- _Required action 1_
According to the PRS limitations passage, which three countries supplied over 70% of GWAS samples?
- _Required action 2_
Please rewrite the paragraph of the PRS limitations passage that begins "However, existing PRS methods still have limitations" as a shorter bulleted list that keeps its main facts.
- _Required action 3_
List every possible cause the PRS limitations passage gives for the poor accuracy of PRS in populations different from the GWAS cohorts.

- _Supplied text_
However, existing PRS methods still have limitations. First, the sensitivity and specificity of PRS still remain too low to become immediately useful in clinical intervention for most diseases. Despite the methodological advances, improvement in prediction accuracy is usually incremental for most PRS approaches compared with a simple PRS based on GWAS effects. However, a recent study has convincingly demonstrated that PRS can be used to identify individuals with substantially elevated risk for coronary artery diseases and a few other phenotypes despite the low AUC [
40], which hints at a need to develop better metrics to quantify the performance of PRS. Second, even if a PRS is predictive, its effect may be mediated through environment and needs to be interpreted with caution. Since a person’s genotypes are correlated with other family members’ genotypes (
e.g., parents), which are subsequently correlated with the family environment, effect estimates obtained from a GWAS are mixtures of both direct and indirect genetic effects [
41,
42]. A recent study has pointed out that the predictive performance of PRS substantially reduced for many traits when GWAS was conducted on sibling pairs which controls for the shared environment [
43]. Blindly trusting the PRS without understanding the underlying etiology may lead to bias and misinterpretation of results in PRS applications. Another major limitation of current PRS methods is the lack of portability. It has been extensively discussed in multiple studies that existing PRSs cannot accurately predict the disease risk of individuals from a population that is different from the GWAS cohorts, possibly due to differences in LD patterns, causal effect sizes, allele frequencies, and environmental mediators across populations [
44–
47]. This has become a major hurdle in PRS application especially because major GWAS cohorts lack diversity [
48] – over 70% of GWAS samples came from three countries: the United States, the United Kingdom, and Iceland. While the number of participants with European ancestry increases exponentially over the years, the proportion of other ethnicities in GWAS samples has declined since 2014 [
44]. Methods have been developed to incorporate GWAS data from multiple populations to improve transethnic portability of predictive performance [
49], but few approaches could achieve improvements using summary statistics alone [
50]. Overcoming the poor portability of PRS will greatly benefit risk prediction research. We anticipate emerging PRS methodologies in the near future that offer novel insights and solutions to these challenges.

- _Data under study_
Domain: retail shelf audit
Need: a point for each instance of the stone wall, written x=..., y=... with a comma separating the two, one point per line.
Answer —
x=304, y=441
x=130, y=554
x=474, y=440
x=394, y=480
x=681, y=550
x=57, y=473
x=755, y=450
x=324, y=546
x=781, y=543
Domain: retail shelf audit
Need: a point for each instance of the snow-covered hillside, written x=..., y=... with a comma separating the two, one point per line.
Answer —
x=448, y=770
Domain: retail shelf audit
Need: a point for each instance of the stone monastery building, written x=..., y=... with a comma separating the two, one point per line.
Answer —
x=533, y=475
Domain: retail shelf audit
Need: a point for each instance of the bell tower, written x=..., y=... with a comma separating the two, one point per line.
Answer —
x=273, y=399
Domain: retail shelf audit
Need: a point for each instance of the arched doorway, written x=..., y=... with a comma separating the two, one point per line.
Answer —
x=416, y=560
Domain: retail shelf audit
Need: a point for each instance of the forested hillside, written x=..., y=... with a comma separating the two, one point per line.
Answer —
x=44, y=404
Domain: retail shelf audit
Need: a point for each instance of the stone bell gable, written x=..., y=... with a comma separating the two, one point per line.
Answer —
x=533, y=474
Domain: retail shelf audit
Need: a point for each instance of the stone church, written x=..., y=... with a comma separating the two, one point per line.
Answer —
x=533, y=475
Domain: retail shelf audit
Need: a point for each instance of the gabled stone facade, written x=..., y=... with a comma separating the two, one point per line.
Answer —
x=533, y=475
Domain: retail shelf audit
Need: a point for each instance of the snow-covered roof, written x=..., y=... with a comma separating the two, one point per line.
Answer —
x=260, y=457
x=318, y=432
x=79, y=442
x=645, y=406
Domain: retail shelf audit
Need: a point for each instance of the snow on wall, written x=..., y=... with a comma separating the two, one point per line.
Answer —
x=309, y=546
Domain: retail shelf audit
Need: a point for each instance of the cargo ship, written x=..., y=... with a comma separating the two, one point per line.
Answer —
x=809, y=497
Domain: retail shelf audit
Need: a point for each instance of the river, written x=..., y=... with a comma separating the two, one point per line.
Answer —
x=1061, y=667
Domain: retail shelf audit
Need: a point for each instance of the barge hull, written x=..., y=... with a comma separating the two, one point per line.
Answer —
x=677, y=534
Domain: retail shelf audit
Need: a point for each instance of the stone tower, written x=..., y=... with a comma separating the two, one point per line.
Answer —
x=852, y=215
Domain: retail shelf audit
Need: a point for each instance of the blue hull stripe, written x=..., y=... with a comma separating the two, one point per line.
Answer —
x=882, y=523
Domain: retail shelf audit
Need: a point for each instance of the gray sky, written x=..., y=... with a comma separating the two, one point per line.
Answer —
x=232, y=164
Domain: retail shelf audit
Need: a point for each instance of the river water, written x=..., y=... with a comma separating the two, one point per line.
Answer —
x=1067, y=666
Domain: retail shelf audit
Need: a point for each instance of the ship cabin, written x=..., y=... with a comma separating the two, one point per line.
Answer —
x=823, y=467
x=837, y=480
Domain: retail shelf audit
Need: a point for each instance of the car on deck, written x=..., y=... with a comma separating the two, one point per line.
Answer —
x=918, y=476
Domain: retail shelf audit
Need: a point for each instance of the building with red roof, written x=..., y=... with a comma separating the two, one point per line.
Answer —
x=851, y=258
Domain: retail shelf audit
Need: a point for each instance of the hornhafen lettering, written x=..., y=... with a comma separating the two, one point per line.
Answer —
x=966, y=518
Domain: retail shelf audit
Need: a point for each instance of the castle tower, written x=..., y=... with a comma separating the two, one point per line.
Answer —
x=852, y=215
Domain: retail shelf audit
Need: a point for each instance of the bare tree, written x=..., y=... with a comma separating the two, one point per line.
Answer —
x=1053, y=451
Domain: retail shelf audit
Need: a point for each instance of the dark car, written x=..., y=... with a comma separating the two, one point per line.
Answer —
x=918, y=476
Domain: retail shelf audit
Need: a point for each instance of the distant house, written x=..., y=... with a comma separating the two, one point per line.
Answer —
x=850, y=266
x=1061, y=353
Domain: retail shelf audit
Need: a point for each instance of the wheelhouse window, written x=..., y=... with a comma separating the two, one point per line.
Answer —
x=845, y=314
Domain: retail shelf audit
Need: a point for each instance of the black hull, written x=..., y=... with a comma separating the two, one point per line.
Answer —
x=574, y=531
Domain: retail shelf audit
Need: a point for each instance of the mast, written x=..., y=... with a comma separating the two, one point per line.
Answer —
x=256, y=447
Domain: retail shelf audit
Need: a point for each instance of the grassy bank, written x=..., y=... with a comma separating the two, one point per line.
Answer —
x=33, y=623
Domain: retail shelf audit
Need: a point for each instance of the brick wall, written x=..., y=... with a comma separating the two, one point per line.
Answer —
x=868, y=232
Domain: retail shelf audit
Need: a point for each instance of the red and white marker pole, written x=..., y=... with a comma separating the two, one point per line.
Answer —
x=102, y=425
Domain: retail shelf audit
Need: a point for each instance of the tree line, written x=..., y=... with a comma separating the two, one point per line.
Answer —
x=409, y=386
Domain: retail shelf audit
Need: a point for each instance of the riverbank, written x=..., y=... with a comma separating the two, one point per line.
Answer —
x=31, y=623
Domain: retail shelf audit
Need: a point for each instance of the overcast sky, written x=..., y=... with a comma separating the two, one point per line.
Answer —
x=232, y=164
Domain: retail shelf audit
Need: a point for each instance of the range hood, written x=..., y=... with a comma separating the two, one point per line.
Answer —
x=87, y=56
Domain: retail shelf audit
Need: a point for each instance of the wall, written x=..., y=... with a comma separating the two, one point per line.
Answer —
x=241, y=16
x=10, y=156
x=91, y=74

- _Exercise solution 1_
The United States, the United Kingdom, and Iceland.

- _Exercise solution 2_
- Sensitivity and specificity of PRS remain too low for immediate clinical use for most diseases. Methodological advances usually give only incremental accuracy gains over a simple PRS based on GWAS effects.
- A recent study showed that PRS can identify individuals at substantially elevated risk for coronary artery diseases and a few other phenotypes despite low AUC. This suggests a need for better performance metrics.
- A predictive PRS may have its effect mediated through environment. GWAS effect estimates mix direct and indirect genetic effects because a person's genotypes correlate with family members' genotypes and, through them, with the family environment.
- Predictive performance dropped substantially for many traits when GWAS was run on sibling pairs, which controls for shared environment. Blindly trusting PRS can lead to bias and misinterpretation.
- PRS lack portability. They cannot accurately predict risk for individuals from populations different from the GWAS cohorts.
- GWAS cohorts lack diversity:
  - Over 70% of samples came from the United States, the United Kingdom, and Iceland.
  - The share of non-European ethnicities has declined since 2014, while European-ancestry participants have increased exponentially.
- Methods exist that combine multi-population GWAS data to improve transethnic portability, but few achieve improvements using summary statistics alone.
- Overcoming poor portability would greatly benefit risk prediction research. New PRS methods addressing these challenges are anticipated.

- _Exercise solution 3_
- Differences in LD patterns
- Differences in causal effect sizes
- Differences in allele frequencies
- Differences in environmental mediators